Dê continuidade ao texto sobre a cerâmica que muda de forma, começando logo após a última frase apresentada.

Texto da página:
-*-*-
Redação do Site Inovação Tecnológica - 26/11/2021
Cerâmica deformável
Uma equipe de pesquisadores das universidades de Minnesota (EUA) e Kiel (Alemanha) descobriu um caminho para fabricar materiais cerâmicos que mudam de forma.
Se puder ser escalonada para escala industrial, esta técnica pode melhorar quase tudo, dos dispositivos médicos até os eletrônicos.
Quando se fala em cerâmica as pessoas costumam se lembrar de copos e pratos caindo e se partindo em mil pedaços. Ela começa como um barro totalmente maleável, mas, para que o produto fique utilizável, a cerâmica é queimada em um forno, transformando-se um material muito duro, mas muito quebradiço.
Acontece que as cerâmicas estão presentes no nosso dia a dia em uma escala que vai muito além das nossas louças e azulejos. Para começar, elas são amplamente utilizadas na eletrônica e na área de energia porque, dependendo de sua composição, as cerâmicas podem ser semicondutoras, supercondutoras, ferroelétricas ou isolantes. Velas de ignição, fibras ópticas, implantes médicos, escudos de proteção termal de naves espaciais, sensores químicos, esquis e uma infinidade de outros exemplos mostram a versatilidade desses materiais.
No outro extremo do espectro de materiais estão as ligas com memória de forma, os materiais mais deformáveis que se conhece. Essa tremenda deformabilidade é excelente para stents, tendo revolucionado o tratamento médico dos problemas cardiovasculares.
A origem desse comportamento de mudança de forma é uma transformação de fase de sólido para sólido. Diferente de pegar uma peça de metal, derretê-la e fabricar outra peça diferente (cristalização-fusão-recristalização), as transições sólido-sólido cristalinas ocorrem apenas no estado sólido. Ao alterar a temperatura (ou pressão), um sólido cristalino com memória de forma pode ser transformado em outro sólido cristalino sem passar pela fase líquida.
Como a ciência pode ser divertida
O que Hanlin Gu e seus colegas queriam fazer era dar um jeito de mesclar os comportamentos da cerâmica e das ligas de memória de forma, o que pode revolucionar não apenas os usos atuais dos materiais cerâmicos, mas criar toda uma nova indústria com objetos só vistos na ficção científica.
-*-*-
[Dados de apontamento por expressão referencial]
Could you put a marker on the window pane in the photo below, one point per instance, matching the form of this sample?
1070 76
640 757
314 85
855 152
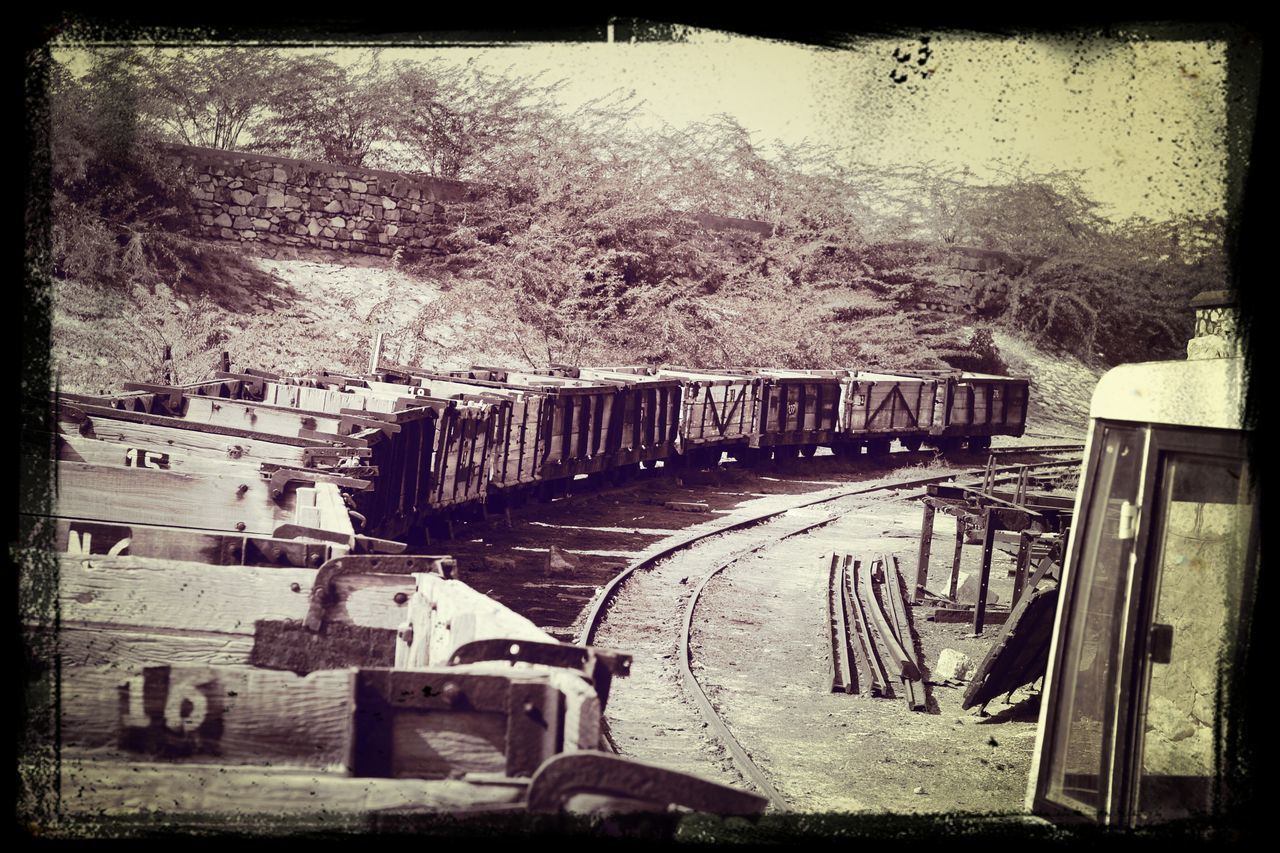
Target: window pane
1205 520
1082 738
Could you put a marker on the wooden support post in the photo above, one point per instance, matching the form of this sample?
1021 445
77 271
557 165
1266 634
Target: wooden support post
955 559
1024 553
375 354
922 566
988 546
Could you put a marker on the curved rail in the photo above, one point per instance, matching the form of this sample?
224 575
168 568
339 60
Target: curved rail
600 603
713 719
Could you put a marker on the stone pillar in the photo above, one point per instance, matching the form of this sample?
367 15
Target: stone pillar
1216 325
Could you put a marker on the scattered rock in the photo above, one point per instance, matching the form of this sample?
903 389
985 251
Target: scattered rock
560 562
498 564
688 506
967 591
952 666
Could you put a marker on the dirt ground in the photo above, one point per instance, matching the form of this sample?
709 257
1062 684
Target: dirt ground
759 646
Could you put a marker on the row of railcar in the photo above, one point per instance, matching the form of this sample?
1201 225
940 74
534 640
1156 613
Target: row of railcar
403 445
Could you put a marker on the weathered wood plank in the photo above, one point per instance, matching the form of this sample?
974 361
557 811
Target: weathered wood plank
220 548
77 448
236 715
461 615
182 596
94 788
213 445
169 498
259 416
137 592
133 648
333 510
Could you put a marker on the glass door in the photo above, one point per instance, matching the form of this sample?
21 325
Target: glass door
1153 614
1082 731
1197 583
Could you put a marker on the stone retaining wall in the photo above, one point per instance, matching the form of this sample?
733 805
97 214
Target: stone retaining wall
265 199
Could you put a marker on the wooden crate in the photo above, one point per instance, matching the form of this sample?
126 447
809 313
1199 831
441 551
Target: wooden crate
887 404
799 407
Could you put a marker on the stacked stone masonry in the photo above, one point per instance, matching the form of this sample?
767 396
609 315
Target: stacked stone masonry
264 199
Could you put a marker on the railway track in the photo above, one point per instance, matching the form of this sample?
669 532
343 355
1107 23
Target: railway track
667 568
1037 448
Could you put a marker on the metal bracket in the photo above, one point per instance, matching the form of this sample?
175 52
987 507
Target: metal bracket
533 711
597 665
280 477
566 775
323 592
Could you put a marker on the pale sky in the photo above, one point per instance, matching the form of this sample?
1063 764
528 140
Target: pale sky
1146 119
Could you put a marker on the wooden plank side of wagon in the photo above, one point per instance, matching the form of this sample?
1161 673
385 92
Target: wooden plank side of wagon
145 496
231 714
96 789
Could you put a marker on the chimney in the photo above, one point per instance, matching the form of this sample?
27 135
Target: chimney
1216 333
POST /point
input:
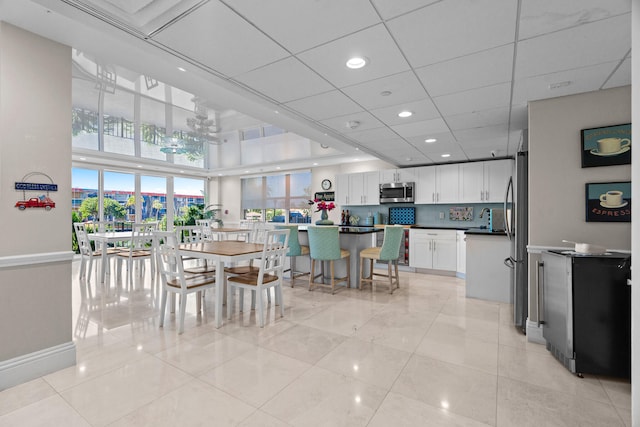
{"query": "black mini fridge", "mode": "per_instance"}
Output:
(586, 311)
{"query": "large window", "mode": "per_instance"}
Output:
(283, 198)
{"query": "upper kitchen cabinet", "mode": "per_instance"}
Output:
(398, 175)
(437, 184)
(358, 189)
(484, 182)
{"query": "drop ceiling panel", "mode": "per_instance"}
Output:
(480, 69)
(353, 122)
(285, 80)
(215, 37)
(495, 116)
(426, 127)
(545, 16)
(451, 29)
(374, 43)
(301, 25)
(563, 83)
(404, 87)
(484, 98)
(577, 47)
(325, 105)
(422, 110)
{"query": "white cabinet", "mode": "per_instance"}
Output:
(484, 182)
(357, 189)
(398, 175)
(437, 184)
(433, 249)
(461, 246)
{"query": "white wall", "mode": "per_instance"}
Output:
(35, 113)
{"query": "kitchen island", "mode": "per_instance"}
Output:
(353, 239)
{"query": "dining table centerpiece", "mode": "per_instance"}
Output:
(324, 208)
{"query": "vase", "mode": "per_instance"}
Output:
(324, 218)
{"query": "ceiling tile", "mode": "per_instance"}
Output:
(404, 87)
(353, 122)
(285, 80)
(426, 127)
(577, 47)
(450, 29)
(484, 98)
(545, 16)
(216, 46)
(480, 69)
(577, 80)
(301, 25)
(495, 116)
(374, 43)
(325, 105)
(422, 110)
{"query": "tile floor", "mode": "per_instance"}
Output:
(425, 355)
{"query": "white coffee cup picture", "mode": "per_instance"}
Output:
-*-*-
Resposta escrita:
Mas, quando começaram a juntar os dois materiais, algumas coisas muitas estranhas começaram a acontecer, mostrando o quanto fazer ciência pode ser divertido.
Os pesquisadores primeiro tentaram uma receita que funcionou para a descoberta de novos metais com memória de forma, o que envolve ir alterando a quantidade de cada ingrediente para obter um ajuste delicado das distâncias entre os átomos, de modo que as duas fases sólidas se encaixem bem.
O resultado não foi o esperado. Numa determinada composição, o material resultante da mistura simplesmente explode tão logo passa pela variação de temperatura que deveria fazê-lo mudar de forma. Não há nada de intrinsecamente explosivo na receita, mas a mudança de fase cria tamanho estresse no material que ele inteiro vira uma pequena bomba e se autodestrói.
Conforme foi mudando a receita, a equipe conseguiu eliminar a explosão, mas a amostra passou a saltar no ar como se fosse uma bola de borracha - só que ela salta sem precisar que ninguém sequer toque nela.
Mexendo um pouco mais, eles conseguiram fazer com que o material parasse de saltar, mas então o pedaço duro de cerâmica passou a se esfarelar totalmente, como se fosse um castelo de areia ao sol.
Cerâmica com memória de forma
Finalmente, depois de inúmeras receitas, a equipe encontrou uma composição que sofre uma transformação reversível, passando facilmente para frente e para trás entre as fases, um comportamento muito parecido com o de um metal com memória de forma.
Embora ainda não estejam totalmente satisfeitos com o resultado obtido, os pesquisadores garantem que, matematicamente, as condições sob as quais ocorre a transformação reversível sólido-sólido podem ser amplamente aplicadas, fornecendo um caminho para se obter a paradoxal cerâmica com memória de forma com uma versatilidade que a torne tão útil quanto seus equivalentes metálicos.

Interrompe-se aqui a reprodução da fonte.